» Problem description: Write out each record below exactly as it appears, with no pictures.
--- BEGIN Exercise inputs ---
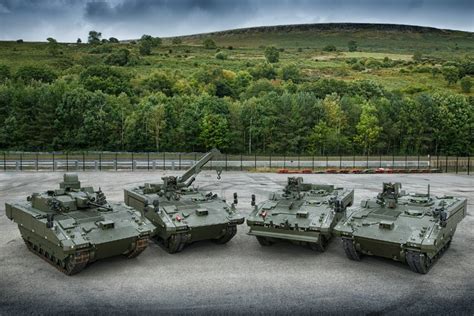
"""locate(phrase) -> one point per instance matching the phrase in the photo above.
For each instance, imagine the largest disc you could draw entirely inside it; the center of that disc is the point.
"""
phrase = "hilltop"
(370, 37)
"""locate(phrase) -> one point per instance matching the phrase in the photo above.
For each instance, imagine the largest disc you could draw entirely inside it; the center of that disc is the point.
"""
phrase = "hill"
(370, 37)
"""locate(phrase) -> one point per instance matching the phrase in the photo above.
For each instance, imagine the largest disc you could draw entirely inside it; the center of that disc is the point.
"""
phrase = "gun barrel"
(196, 168)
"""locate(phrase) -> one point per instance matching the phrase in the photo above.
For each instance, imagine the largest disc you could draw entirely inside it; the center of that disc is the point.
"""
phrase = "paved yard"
(241, 276)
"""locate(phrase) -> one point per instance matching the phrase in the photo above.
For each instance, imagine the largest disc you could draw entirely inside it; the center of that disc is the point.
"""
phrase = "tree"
(368, 129)
(352, 45)
(118, 58)
(271, 54)
(450, 74)
(94, 37)
(53, 47)
(466, 84)
(209, 43)
(4, 73)
(147, 43)
(214, 131)
(417, 56)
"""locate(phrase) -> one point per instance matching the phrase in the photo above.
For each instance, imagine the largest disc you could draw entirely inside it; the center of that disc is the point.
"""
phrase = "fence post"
(468, 164)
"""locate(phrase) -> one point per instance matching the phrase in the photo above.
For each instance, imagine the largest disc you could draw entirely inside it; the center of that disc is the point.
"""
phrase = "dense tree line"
(264, 108)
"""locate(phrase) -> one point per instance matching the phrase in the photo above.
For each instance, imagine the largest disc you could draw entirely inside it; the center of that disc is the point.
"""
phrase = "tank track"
(420, 263)
(321, 245)
(350, 250)
(73, 264)
(174, 244)
(230, 232)
(140, 245)
(264, 241)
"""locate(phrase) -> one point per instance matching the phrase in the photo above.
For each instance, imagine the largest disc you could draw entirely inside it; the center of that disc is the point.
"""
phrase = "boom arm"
(196, 168)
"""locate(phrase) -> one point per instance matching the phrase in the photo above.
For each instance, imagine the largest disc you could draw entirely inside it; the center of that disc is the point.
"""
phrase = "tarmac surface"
(240, 277)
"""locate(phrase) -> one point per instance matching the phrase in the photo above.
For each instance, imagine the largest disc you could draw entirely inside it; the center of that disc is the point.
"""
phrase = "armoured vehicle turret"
(302, 213)
(184, 214)
(412, 228)
(73, 226)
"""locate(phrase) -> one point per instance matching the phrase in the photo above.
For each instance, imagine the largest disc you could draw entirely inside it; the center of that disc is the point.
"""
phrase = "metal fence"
(126, 161)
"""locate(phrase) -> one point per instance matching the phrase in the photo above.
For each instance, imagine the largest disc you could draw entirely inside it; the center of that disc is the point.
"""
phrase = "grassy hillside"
(384, 38)
(398, 89)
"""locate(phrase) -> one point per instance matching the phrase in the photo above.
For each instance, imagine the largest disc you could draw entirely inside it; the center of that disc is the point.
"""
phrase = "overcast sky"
(66, 20)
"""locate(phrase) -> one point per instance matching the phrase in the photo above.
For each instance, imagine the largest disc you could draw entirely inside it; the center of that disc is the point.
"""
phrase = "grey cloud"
(68, 19)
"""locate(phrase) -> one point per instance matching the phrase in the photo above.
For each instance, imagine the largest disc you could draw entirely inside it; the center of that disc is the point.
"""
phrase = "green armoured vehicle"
(303, 213)
(183, 214)
(411, 228)
(73, 226)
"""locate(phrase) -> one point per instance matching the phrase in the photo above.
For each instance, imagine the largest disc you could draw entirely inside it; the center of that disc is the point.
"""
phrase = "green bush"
--- END Exercise inputs ---
» Response below:
"""locate(phrase) -> one point per instance matching the phrase in the photo above.
For each instance, imagine the largest disc you could draw entirely inside it; the center of that disc is the point.
"""
phrase = "hilltop"
(370, 37)
"""locate(phrase) -> one point per instance matching the phrase in the photo above.
For each instance, imagine the largest disc you could draw entirely inside it; the center of that disc is the point.
"""
phrase = "hill"
(370, 37)
"""locate(phrase) -> one point per instance matching the phrase in the photo above.
For each instance, imagine the largest disc you could draw entirely inside it; the center of that disc is the point.
"""
phrase = "gun barrel"
(196, 168)
"""locate(phrase) -> one point per instance matching the phrase in the photo above.
For each instance, imagine the largest disc you could draw entirely inside it; the center of that disc is the point.
"""
phrase = "paved yard"
(241, 276)
"""locate(phrase) -> one point per instance matching the phrase in the photo above.
For each instance, imagine the largest disc you could draw entirely inside it; the center of that disc is the point.
"""
phrase = "tree"
(368, 129)
(352, 45)
(118, 58)
(271, 54)
(450, 74)
(94, 37)
(53, 47)
(466, 84)
(209, 43)
(4, 73)
(147, 43)
(214, 131)
(417, 56)
"""locate(phrase) -> one point per instance matching the phrase in the photo above.
For each instance, imagine the largest disc you could draw entirely inside it; the center of that disc is the point.
"""
phrase = "fence post"
(468, 164)
"""locate(phrase) -> one point per instance matching the phrase in the photo above.
For each instance, imagine the largest disc you could draw entirely inside it; the center of that disc is the point.
"""
phrase = "dense tree line"
(264, 108)
"""locate(phrase) -> one point per instance matching the phrase in the photo above.
For each instance, imagine the largest disc you could draw entirely inside it; the center of that disc is the point.
"""
phrase = "tank track"
(420, 263)
(321, 245)
(350, 250)
(73, 264)
(174, 244)
(230, 232)
(140, 245)
(264, 241)
"""locate(phrase) -> one point per instance matching the phrase in the photo above.
For each instance, imagine the largest disc you could draw entirely inside it; the center of that disc is the point.
"""
phrase = "boom arm"
(196, 168)
"""locate(phrase) -> one point per instance matching the phrase in the photo above.
For each instance, imagine the largest disc you could draw entirely inside it; the center of that disc is the point.
"""
phrase = "tarmac surface"
(240, 277)
"""locate(phrase) -> one point per instance matching the phrase in the photo above.
For each instance, imagine the largest disc you could draw entirely inside it; the center of that disc is the point.
"""
phrase = "armoured vehicle turret"
(302, 213)
(184, 214)
(412, 228)
(73, 226)
"""locate(phrase) -> one point per instance matching the phrase in the photo above.
For each instance, imagine the largest disc you could draw entirely inside it; the center of that disc is the point.
"""
phrase = "metal fence"
(126, 161)
"""locate(phrase) -> one point per instance matching the phrase in the photo above.
For each instance, imagine the largest disc you could draw entirely inside it; the center of that disc is the point.
"""
phrase = "grassy hillside"
(384, 38)
(398, 89)
"""locate(phrase) -> one point per instance matching the phrase in the photo above.
For each instance, imagine the largest disc you could draw entirely inside it; the center of that disc is the point.
"""
phrase = "overcast sky"
(66, 20)
"""locate(phrase) -> one point per instance matching the phrase in the photo above.
For each instance, imagine the largest disc you could draw entirely inside it; the center of that disc is the point.
"""
phrase = "grey cloud"
(68, 19)
"""locate(phrase) -> one point per instance matching the phrase in the photo above.
For each instance, imagine the largest disc you could draw entirely inside it; the center of that disc is the point.
"""
phrase = "green armoured vehicle"
(303, 213)
(183, 214)
(411, 228)
(73, 226)
"""locate(phrase) -> one point per instance matching the phrase in the photo above.
For each instance, imagine the largest disc you could draw entirely inside it; the center of that disc is the point.
"""
phrase = "green bush"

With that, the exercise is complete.